** Opening TEXT PASSAGE block **

We took a closer look at hundreds of online job postings for Market Research Managers and Directors and here are four things we found.
Educational Levels.
Four in ten required no university degree at all. Half required an undergraduate degree and only one in ten required a Master’s or PhD.
Areas of Study.
More than three out of four job postings listed Marketing or Business as the primary educational requirement. Fewer than one in ten asked for a degree in the Behavioral Sciences.
Industry-Specific Experience.
Research jobs almost always demanded very narrowly specialized experience. Smaller divisions of large food companies wanted candidates to have not just food or snack research experience, but the highly specific salty snacks. One company didn’t just want beverage experience, but carbonated beverage experience.
Pharma wanted to hire people who study only digestive distress. Our favorite example will always be the company that insisted their researcher be well-experienced in studying gravel.
Organizational Hierarchy.
Almost every job said the advertised position would report to a Marketing Executive.
Our thoughts on those findings.
- Educational Levels. We were very surprised to see that nearly half of the research positions at Manager and above asked for no university degree at all. This suggests that manager- and director-level research positions have little status in most corporate hierarchies, and are many layers away from the actual decision-makers. It also suggests that whoever is writing the job descriptions has little or no knowledge of what research involves.
- Areas of Study. Marketing and Business programs typically involve little or no training in Anthropology, Sociology, or Psychology. Behavioral science programs devote years to training students not only in the art and science of measuring human behavior, but also in the deeper understanding of people’s attitudes, values, wants, needs, expectations, and behaviors. These human elements are critical to all real understanding, as without them, surveys are only exercises in mathematics.

** Closing TEXT PASSAGE block **
** Opening MATERIAL PROVIDED block **

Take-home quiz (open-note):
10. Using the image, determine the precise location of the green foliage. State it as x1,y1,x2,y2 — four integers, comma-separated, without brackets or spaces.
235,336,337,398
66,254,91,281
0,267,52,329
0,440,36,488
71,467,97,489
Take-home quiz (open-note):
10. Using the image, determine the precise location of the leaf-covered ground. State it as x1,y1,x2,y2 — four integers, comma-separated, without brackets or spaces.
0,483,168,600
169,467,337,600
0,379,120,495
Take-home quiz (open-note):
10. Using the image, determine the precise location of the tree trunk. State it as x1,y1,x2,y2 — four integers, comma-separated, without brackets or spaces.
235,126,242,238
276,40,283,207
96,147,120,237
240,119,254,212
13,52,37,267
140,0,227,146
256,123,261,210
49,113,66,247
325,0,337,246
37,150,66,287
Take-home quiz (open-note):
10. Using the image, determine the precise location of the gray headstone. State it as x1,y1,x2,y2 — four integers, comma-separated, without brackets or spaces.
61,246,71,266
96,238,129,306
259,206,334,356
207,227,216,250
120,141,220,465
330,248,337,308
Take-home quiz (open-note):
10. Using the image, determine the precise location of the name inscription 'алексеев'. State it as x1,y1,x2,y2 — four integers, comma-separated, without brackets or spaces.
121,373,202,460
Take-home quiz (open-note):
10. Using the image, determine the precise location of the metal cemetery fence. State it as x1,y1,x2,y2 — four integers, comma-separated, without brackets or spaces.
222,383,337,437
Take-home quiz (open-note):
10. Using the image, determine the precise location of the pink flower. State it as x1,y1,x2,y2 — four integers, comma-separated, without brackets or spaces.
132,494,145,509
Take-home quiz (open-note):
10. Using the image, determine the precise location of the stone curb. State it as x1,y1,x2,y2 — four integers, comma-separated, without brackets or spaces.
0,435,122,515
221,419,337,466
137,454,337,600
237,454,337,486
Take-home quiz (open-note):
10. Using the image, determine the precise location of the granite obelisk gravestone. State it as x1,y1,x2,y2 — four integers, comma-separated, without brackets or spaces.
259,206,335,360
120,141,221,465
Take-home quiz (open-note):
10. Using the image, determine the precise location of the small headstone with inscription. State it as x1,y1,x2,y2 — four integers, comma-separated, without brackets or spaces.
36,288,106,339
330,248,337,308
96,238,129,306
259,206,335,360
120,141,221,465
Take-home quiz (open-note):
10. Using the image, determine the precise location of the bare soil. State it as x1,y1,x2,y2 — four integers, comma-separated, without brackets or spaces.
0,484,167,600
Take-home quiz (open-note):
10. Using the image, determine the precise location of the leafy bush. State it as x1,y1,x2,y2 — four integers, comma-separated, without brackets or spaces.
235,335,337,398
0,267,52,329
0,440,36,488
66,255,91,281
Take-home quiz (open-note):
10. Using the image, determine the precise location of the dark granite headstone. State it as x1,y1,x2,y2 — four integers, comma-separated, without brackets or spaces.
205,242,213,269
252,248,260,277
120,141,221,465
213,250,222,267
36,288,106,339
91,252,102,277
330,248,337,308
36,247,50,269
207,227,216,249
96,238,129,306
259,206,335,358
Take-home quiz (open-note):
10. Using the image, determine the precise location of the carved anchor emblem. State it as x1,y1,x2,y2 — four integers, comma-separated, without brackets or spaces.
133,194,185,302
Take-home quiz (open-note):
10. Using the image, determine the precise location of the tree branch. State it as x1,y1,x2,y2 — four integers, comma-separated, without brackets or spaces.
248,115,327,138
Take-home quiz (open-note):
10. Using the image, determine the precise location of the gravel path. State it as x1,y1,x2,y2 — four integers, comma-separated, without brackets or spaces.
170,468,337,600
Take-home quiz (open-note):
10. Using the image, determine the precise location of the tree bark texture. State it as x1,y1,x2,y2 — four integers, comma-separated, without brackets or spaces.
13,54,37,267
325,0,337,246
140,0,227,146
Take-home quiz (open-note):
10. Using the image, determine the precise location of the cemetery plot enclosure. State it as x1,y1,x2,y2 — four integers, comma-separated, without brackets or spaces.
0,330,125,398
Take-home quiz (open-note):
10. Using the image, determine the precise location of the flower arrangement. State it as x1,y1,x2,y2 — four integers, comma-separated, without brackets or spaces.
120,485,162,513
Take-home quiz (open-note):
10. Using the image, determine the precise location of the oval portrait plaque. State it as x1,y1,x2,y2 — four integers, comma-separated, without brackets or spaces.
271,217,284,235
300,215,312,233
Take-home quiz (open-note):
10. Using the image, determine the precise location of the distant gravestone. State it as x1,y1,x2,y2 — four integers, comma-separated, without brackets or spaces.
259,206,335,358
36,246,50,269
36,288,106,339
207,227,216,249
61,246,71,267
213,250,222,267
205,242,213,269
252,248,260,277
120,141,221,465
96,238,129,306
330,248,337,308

** Closing MATERIAL PROVIDED block **

ASSIGNED TASK 1:
Retype everything in the market research job postings text from "Organizational Hierarchy." down to "what research involves.".
ASSIGNED TASK 2:
Continue the piece on market research job postings, starting after its final sentence.

TASK OUTPUT 1:
Organizational Hierarchy.
Almost every job said the advertised position would report to a Marketing Executive.
Our thoughts on those findings.
- Educational Levels. We were very surprised to see that nearly half of the research positions at Manager and above asked for no university degree at all. This suggests that manager- and director-level research positions have little status in most corporate hierarchies, and are many layers away from the actual decision-makers. It also suggests that whoever is writing the job descriptions has little or no knowledge of what research involves.

TASK OUTPUT 2:
- Industry-Specific Experience. We know why micro-specialization is favored – many people believe we must know a great deal about a topic to be able to study it. Taken to the extreme, this would mean there is no point in studying anything we don’t already know, which pretty much puts the kibosh on the whole K-12 and university systems. Our position is that organizations always have plenty of product and category experts. When it comes to research, what they really need is someone expert in research theory, methods, instrument design, data collection, data processing, analytics, and reporting.
- Organizational Hierarchy. A separate study of the organizational charts of 200 large companies revealed nine out of ten Market Research departments reported to the Marketing Department. One consequence is that Marketing becomes the gatekeeper, where the Research Experts never see firsthand what The Boss wants. And The Boss never sees what the Research Experts found.
Who writes Research Manager and Research Director ads?
All kinds of people, including supervisors, subordinates, assistants, clerks, and others. When HR is involved, their primary concerns involve issues of legality, discrimination, and workplace behaviors.Whoever writes them, most ads for Manager- and Director-level research jobs:
- use terms that facilitate resumé scanning
- are overwritten, trying to cover every eventuality
- include boilerplate that has little meaning
- reflect how little the ad writers know about research
In poker, a tell is a subtle clue readable by experts. In research, one tell is the heavy use of acronyms and jargon. When we see VOC, COE, NPS, SME, CRM, CEM, CLV, MLN, MVT, and the like in ads, we know these organizations care more about terms than the underlying concepts. And when we see people who don’t know about research asking that candidates have experience with Big Data, we get the same laugh as we do when we see Barbara Walters trying to get in on a fist-bump.
After examining hundreds of ads for research positions, our panel of experts concluded only one was written by someone with an in-depth knowledge of research.
Observed academic backgrounds, degree requirements, and reporting structures indicate to us that when it comes to research, very few organizations understand the differences between amateurs, apprentices, journeymen, and master craftsmen.
The farther away the Research Expert is from the boss, the less valuable the information, the more it costs, and the longer it takes.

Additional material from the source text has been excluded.